= WHAT TO DO =
Copy every one of the records below word for word, keeping each line unchanged.

= TASK DATA =
** Begin **
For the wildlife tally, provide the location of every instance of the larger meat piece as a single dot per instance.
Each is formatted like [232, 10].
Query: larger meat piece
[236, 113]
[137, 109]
** End **
= EXPECTED ANSWER =
For the wildlife tally, provide the location of every instance of the larger meat piece as a single dot per instance.
Each is formatted like [232, 10].
Query: larger meat piece
[236, 113]
[137, 109]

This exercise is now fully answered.